Task description:
Transcribe the lines below without any change, starting with the line that contains "label: tree line" and continuing through the last of the lines.

Source data:
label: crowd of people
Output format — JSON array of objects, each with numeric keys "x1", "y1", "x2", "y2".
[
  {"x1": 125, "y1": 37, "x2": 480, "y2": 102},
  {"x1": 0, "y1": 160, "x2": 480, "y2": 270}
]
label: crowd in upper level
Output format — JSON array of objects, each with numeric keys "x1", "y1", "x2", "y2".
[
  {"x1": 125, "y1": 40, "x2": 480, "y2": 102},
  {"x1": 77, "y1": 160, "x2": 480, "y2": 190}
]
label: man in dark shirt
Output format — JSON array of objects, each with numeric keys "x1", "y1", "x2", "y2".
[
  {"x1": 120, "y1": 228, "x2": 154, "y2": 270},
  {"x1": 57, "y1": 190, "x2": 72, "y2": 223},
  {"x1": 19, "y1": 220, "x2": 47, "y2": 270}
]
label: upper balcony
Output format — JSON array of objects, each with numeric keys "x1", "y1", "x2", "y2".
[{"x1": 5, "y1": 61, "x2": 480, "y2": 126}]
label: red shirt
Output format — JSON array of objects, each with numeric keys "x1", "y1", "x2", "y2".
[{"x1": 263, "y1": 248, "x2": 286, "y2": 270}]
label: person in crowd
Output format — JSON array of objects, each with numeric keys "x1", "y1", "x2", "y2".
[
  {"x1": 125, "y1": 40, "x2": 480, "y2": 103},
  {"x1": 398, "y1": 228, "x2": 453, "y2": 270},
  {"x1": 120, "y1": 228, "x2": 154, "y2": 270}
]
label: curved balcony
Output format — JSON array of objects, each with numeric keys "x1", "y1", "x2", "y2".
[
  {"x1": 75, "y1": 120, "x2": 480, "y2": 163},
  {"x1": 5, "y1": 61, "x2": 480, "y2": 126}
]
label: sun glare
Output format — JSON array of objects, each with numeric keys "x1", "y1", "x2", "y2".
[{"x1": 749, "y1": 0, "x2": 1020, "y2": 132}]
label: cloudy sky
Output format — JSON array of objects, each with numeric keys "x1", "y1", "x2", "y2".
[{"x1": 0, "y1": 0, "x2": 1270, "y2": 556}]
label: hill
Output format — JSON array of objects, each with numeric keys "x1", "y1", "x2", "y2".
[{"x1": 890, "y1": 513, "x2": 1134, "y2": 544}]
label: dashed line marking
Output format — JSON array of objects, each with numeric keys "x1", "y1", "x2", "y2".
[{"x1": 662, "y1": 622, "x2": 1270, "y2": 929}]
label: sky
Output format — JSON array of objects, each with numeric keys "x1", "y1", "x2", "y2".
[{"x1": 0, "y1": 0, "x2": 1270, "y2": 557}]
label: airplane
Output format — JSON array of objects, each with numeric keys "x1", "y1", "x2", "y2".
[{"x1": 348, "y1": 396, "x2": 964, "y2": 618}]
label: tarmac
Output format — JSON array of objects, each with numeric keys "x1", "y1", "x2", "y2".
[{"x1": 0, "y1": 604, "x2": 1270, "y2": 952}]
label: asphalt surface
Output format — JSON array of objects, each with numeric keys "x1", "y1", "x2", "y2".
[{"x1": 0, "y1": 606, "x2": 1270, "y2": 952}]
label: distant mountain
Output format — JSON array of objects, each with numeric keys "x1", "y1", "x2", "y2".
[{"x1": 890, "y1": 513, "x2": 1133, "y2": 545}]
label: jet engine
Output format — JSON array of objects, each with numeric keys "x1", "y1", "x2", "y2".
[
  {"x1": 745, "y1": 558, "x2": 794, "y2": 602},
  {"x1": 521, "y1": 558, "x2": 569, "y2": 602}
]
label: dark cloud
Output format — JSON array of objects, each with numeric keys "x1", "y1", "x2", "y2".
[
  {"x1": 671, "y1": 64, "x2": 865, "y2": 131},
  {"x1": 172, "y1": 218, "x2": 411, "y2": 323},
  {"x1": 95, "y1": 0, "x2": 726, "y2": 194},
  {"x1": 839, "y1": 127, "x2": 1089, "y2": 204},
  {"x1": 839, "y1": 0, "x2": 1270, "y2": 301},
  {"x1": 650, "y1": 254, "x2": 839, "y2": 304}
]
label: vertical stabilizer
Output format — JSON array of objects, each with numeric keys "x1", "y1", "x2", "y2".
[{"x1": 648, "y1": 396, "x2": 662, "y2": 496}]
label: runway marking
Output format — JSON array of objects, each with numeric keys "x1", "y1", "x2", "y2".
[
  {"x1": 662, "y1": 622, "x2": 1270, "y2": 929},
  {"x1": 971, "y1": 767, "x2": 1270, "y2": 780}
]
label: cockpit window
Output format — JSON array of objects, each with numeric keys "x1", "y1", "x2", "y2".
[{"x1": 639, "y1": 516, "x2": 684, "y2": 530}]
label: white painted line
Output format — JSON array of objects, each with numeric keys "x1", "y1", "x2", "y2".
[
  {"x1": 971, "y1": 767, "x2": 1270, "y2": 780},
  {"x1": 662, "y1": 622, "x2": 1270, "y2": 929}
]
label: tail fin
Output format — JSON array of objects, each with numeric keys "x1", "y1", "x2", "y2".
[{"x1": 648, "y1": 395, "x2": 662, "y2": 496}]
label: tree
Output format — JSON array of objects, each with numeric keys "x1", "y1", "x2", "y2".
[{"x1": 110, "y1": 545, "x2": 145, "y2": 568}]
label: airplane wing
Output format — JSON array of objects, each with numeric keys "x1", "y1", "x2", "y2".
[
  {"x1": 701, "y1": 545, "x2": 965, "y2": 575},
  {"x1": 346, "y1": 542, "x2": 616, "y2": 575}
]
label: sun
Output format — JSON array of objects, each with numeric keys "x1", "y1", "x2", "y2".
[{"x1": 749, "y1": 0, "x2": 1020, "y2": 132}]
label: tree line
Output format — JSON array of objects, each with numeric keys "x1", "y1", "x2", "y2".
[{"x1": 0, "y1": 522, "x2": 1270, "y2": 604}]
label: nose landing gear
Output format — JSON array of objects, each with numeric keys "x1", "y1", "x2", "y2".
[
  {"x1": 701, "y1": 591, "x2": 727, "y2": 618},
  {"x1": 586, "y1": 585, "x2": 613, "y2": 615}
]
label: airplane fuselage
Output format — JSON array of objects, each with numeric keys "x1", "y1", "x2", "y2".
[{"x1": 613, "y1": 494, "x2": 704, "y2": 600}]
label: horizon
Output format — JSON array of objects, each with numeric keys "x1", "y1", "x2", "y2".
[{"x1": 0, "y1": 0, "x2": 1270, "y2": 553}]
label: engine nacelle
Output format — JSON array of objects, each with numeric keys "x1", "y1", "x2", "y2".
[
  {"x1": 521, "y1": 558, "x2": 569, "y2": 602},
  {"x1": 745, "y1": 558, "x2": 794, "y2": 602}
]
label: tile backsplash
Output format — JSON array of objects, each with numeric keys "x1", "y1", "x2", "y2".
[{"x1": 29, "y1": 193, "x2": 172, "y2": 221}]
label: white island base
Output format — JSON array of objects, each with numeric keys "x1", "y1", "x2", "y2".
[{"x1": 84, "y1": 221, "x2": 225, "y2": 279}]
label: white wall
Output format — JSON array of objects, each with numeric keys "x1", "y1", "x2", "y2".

Problem solution:
label: tree line
Output format — JSON array of objects, each with numeric keys "x1", "y1", "x2", "y2".
[{"x1": 0, "y1": 522, "x2": 1270, "y2": 604}]
label: nose landing gear
Output format — JSON array of objects, each with numeric keys "x1", "y1", "x2", "y2".
[
  {"x1": 701, "y1": 591, "x2": 727, "y2": 618},
  {"x1": 586, "y1": 585, "x2": 613, "y2": 615}
]
label: airplane fuselage
Output format — JSON array of objects, each with numeric keys "x1", "y1", "x2", "y2".
[{"x1": 613, "y1": 494, "x2": 704, "y2": 600}]
label: horizon
Output format — JSON array of objects, each with numeric keys "x1", "y1", "x2", "y2".
[{"x1": 0, "y1": 0, "x2": 1270, "y2": 553}]
label: engine nacelle
Output format — JSON array of objects, each with numeric keys "x1", "y1", "x2", "y2".
[
  {"x1": 521, "y1": 558, "x2": 569, "y2": 602},
  {"x1": 745, "y1": 558, "x2": 794, "y2": 602}
]
label: tile backsplash
Output format — JSON array of objects, each with numeric keys "x1", "y1", "x2", "y2".
[{"x1": 29, "y1": 193, "x2": 172, "y2": 221}]
label: white island base
Output format — JSON array of objects, each with numeric keys "x1", "y1", "x2", "y2".
[{"x1": 84, "y1": 221, "x2": 225, "y2": 279}]
label: white wall
Output format — JSON array of objects, each with numeric keys "x1", "y1", "x2", "y2".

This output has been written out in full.